Point localization data

=-=-=-=-=

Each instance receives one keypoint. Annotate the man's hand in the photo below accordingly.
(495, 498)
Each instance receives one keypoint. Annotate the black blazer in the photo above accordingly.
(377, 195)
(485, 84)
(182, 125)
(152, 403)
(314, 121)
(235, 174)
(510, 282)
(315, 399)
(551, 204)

=-=-=-=-=

## What the task asks
Exactly as they appear, restate all of the entries.

## Result of the task
Each instance receives one keypoint. Annotate the man's hand in the photo below accordingly.
(495, 498)
Each instance receives one keypoint. Annotate the black blazer in the photo above accordingly.
(377, 195)
(485, 84)
(182, 125)
(152, 403)
(314, 121)
(235, 174)
(510, 282)
(315, 399)
(551, 204)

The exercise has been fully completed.